PASSAGE GIVEN |

Dealing with NaNs and Infinity

Hugo Ferreira

unread,

Jan 26, 2015, 9:05:09 AM1/26/15

to spark-conn...@lists.datastax.com

Hello,

I am trying to select rows of data wherein the column value may or may knot exist. I figure I could use a NaN or Infinity and filter on those using
Spark SQL seeing as 1.2.0 seems to support this. So I do:

val cc = new CassandraSQLContext(TestSparkContext)
cc.setKeyspace("test")
// Does not work, no nulls exist
val rdd: SchemaRDD = cc.cassandraSql("SELECT * from key_value WHERE f2 < Infinity")

and get a class not found error (org.apache.spark.sql.catalyst.analysis.Star, see stack trace below). This doesn't seem to come from the Cassandra connector. However I would would just like to check is this is possible. I am using a version of the git master of the Cassandra connector + spark 1.2.0.

I set up Cassandra as follows:

CassandraConnector(TestSparkContext.config).withSessionDo { session =>
session.execute("CREATE KEYSPACE IF NOT EXISTS test WITH REPLICATION = {'class': 'SimpleStrategy', 'replication_factor': 1 }")

WRITTEN PROBLEM |
Answer these about the post on NaNs and Infinity:
1. Which Spark version is the poster using?
2. Which class does the error report as not found?
3. What replication class and replication factor does the keyspace setup specify?

GIVEN RECORDS |
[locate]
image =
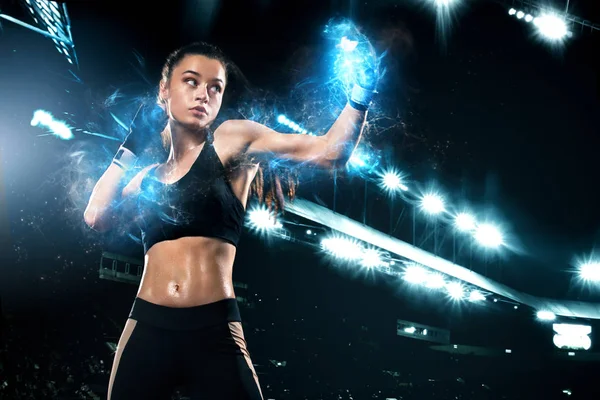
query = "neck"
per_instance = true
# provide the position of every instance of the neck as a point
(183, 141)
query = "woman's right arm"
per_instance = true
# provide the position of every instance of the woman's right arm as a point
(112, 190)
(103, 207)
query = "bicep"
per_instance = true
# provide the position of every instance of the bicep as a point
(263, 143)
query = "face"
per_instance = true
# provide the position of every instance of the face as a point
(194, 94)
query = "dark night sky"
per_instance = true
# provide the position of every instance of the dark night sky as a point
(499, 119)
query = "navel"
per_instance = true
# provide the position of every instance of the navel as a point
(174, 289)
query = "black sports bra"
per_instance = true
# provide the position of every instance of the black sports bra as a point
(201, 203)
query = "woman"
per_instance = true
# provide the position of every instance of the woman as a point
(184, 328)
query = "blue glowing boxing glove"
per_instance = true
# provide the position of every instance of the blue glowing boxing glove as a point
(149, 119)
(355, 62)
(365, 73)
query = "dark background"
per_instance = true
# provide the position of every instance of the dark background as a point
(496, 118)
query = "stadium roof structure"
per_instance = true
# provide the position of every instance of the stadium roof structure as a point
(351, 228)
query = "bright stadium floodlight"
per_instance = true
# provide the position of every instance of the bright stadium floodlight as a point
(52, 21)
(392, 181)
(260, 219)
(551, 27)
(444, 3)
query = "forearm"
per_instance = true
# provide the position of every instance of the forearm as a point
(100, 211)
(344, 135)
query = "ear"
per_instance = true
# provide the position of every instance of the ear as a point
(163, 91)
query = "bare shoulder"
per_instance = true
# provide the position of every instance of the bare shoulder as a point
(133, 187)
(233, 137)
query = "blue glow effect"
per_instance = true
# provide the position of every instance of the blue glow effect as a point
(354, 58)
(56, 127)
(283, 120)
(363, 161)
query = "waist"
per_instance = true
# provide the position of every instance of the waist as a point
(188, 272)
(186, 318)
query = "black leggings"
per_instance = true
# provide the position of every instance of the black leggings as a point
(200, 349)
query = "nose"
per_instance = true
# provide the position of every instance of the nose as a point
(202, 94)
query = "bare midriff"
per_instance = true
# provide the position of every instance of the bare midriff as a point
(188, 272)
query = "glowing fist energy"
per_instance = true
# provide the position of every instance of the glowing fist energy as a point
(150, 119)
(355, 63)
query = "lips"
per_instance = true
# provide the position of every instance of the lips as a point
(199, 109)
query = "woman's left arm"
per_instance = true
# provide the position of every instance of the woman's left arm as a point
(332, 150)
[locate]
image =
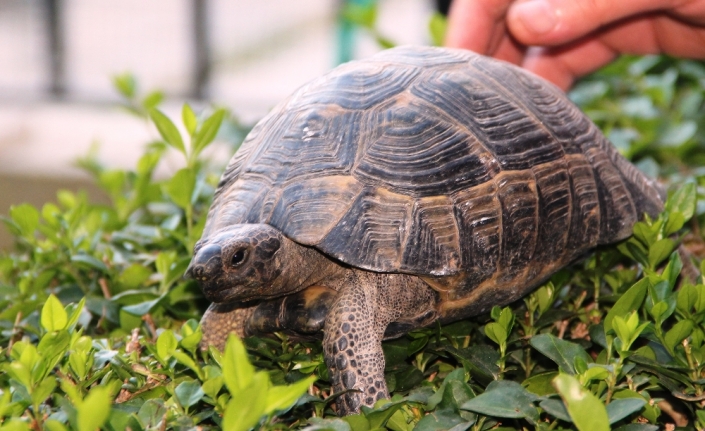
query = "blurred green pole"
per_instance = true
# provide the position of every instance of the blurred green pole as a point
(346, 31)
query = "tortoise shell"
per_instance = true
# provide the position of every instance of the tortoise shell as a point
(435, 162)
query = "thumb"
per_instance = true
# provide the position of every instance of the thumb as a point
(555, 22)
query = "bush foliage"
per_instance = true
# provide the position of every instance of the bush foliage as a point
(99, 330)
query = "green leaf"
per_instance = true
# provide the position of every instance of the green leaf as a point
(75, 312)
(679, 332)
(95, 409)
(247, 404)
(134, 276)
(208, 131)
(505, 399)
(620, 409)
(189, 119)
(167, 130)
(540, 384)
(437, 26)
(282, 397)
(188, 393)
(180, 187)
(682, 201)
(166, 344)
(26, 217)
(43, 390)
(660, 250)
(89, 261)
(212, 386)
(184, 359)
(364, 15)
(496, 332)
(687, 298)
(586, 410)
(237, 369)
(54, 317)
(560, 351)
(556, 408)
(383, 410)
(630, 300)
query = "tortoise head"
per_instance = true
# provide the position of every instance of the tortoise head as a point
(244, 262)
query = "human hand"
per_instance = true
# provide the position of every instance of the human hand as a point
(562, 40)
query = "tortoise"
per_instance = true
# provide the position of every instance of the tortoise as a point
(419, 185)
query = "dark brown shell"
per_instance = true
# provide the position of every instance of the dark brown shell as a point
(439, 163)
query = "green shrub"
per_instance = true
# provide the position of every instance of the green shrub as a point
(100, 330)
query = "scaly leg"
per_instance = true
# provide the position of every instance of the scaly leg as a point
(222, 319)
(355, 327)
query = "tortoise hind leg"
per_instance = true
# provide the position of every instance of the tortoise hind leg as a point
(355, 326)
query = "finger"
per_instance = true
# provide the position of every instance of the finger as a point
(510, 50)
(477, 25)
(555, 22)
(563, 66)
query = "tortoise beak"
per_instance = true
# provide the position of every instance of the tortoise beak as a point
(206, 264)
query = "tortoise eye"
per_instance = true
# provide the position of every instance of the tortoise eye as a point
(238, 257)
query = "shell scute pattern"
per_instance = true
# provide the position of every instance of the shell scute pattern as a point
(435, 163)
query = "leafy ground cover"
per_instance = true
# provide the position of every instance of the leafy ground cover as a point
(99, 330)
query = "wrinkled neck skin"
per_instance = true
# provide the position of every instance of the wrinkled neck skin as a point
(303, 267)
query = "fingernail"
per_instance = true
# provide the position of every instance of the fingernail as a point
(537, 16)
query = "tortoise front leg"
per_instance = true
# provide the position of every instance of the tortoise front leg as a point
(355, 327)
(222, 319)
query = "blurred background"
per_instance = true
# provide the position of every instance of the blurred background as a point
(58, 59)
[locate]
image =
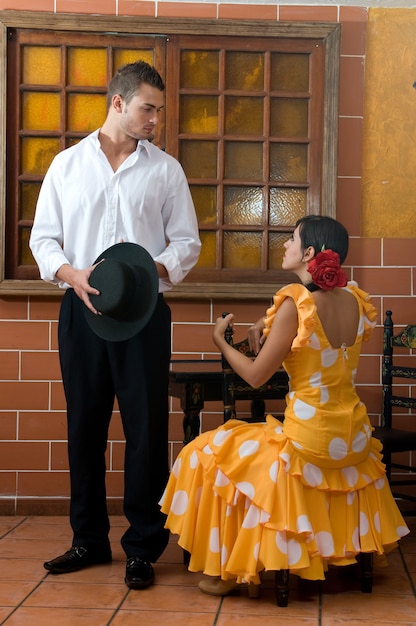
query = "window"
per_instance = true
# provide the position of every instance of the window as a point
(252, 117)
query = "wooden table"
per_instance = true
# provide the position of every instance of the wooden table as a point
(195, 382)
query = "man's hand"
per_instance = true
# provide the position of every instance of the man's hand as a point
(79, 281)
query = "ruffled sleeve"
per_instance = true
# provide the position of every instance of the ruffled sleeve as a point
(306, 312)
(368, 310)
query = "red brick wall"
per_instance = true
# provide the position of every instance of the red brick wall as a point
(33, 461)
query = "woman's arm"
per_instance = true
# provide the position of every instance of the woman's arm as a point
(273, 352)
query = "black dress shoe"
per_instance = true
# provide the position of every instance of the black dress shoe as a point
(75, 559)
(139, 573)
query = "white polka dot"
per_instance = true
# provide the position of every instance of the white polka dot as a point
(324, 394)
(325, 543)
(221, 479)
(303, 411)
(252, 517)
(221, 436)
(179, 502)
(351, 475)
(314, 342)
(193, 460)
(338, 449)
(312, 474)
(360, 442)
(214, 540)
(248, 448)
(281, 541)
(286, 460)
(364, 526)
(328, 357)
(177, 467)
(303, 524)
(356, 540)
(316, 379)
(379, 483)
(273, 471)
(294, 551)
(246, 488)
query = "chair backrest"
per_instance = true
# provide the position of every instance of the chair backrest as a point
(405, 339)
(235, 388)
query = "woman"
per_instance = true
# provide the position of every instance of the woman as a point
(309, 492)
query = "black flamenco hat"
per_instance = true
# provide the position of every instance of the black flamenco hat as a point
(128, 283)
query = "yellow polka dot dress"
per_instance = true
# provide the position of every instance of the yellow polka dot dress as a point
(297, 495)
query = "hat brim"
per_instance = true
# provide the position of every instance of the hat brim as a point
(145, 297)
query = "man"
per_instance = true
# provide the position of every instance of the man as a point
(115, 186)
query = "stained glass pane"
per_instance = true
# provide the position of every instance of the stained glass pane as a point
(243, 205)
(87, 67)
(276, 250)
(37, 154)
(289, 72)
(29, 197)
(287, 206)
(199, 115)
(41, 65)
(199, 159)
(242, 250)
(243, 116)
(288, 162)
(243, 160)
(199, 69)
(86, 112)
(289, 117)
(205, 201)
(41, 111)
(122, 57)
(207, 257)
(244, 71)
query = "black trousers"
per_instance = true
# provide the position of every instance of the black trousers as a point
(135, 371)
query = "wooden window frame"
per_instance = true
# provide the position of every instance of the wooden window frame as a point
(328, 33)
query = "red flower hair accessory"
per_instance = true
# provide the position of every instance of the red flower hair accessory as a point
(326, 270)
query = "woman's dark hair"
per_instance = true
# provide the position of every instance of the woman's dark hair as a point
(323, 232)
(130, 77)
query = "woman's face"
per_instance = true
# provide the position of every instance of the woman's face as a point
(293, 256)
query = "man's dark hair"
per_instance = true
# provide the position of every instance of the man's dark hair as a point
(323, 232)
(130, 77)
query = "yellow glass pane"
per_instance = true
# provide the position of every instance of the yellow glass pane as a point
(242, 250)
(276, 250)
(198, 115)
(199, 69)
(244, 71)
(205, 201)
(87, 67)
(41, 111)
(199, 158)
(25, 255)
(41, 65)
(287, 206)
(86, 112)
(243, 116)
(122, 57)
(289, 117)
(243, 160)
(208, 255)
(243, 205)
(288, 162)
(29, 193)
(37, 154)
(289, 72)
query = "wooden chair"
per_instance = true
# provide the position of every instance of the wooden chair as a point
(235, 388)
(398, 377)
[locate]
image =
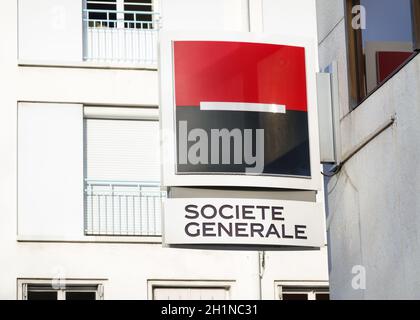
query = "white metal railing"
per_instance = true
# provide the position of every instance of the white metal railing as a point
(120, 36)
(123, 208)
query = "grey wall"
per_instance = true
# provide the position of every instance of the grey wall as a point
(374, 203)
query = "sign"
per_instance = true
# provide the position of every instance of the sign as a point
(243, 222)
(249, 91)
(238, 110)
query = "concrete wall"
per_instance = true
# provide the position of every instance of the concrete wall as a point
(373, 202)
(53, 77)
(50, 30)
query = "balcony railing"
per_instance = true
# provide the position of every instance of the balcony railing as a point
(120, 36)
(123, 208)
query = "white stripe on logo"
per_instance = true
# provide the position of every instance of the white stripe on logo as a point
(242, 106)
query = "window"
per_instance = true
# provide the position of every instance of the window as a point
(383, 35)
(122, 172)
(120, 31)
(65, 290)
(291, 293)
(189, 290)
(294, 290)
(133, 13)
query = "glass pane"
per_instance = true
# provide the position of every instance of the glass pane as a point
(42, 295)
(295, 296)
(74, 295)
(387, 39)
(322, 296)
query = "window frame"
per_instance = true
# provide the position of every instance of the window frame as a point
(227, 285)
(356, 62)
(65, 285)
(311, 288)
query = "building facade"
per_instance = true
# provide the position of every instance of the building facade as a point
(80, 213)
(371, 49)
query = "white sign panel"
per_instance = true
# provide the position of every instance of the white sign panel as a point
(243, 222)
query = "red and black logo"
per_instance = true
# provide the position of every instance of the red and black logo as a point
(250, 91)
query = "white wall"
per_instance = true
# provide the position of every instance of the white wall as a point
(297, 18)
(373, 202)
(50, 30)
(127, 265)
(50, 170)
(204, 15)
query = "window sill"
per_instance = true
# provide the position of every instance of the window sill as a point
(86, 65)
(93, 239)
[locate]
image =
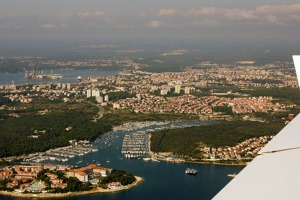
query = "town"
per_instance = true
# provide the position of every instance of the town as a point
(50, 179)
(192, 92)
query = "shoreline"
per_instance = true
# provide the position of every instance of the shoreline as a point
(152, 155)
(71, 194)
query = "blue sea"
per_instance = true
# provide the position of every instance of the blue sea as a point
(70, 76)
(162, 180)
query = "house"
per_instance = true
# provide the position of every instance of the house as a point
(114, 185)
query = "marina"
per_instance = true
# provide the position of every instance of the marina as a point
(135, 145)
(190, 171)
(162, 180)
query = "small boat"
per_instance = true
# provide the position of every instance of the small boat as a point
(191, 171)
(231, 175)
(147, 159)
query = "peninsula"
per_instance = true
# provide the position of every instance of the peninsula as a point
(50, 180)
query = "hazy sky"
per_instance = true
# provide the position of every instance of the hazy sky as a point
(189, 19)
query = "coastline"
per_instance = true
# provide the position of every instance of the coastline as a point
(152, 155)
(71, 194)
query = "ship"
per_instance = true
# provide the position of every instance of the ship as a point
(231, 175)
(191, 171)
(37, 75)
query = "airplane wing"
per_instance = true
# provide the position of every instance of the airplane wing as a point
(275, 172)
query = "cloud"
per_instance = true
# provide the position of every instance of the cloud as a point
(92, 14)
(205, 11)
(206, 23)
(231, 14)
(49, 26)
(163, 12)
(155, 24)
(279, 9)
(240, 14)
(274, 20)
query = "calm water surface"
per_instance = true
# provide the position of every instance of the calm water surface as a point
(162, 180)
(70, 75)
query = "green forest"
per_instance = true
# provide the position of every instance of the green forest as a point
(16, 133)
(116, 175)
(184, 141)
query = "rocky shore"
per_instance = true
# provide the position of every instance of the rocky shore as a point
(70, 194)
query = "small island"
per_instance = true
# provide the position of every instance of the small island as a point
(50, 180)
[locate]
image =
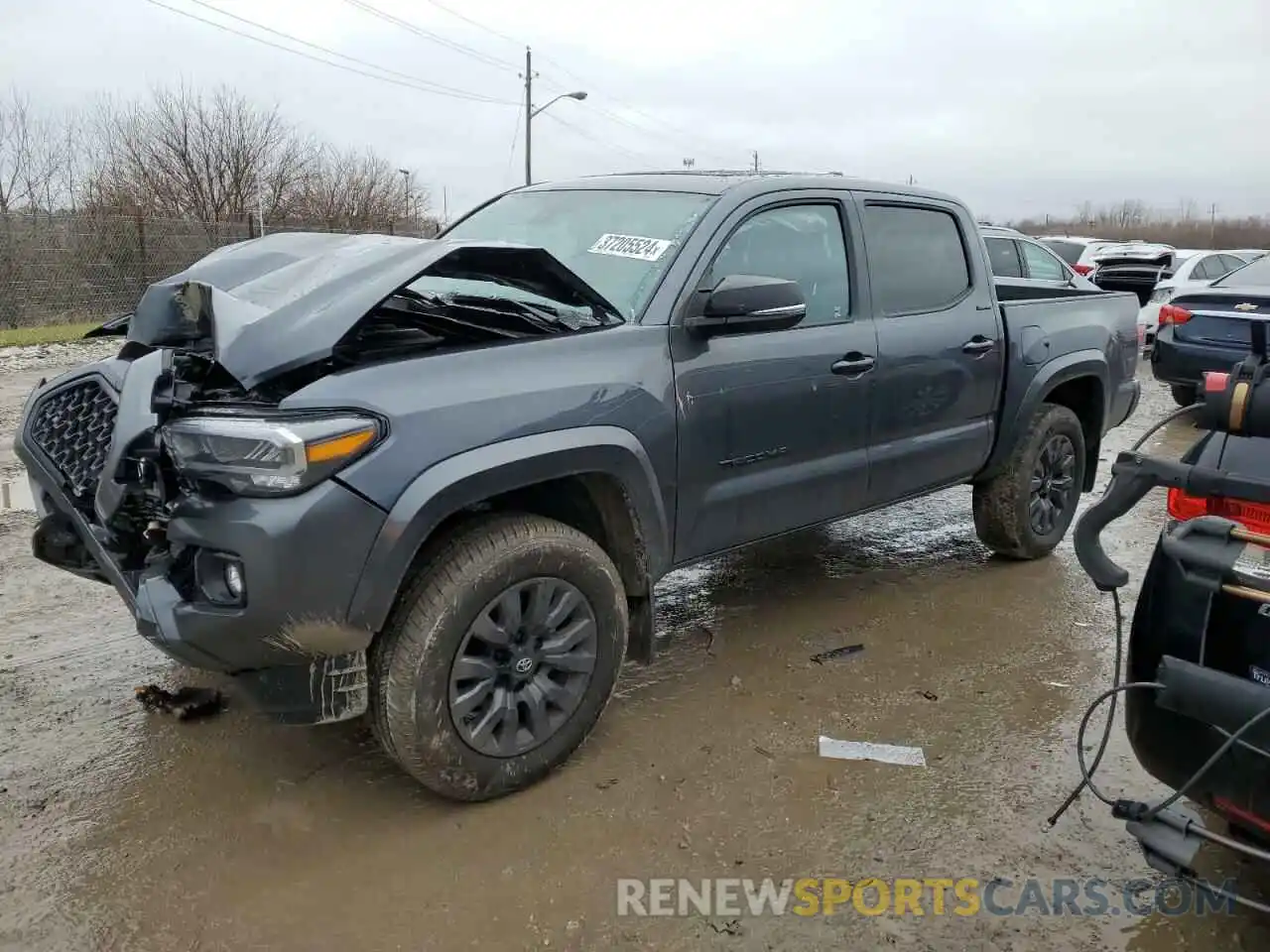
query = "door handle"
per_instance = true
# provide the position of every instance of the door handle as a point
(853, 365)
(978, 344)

TASK ANSWER |
1. Spark 1.2.0
2. org.apache.spark.sql.catalyst.analysis.Star
3. SimpleStrategy, with a replication factor of 1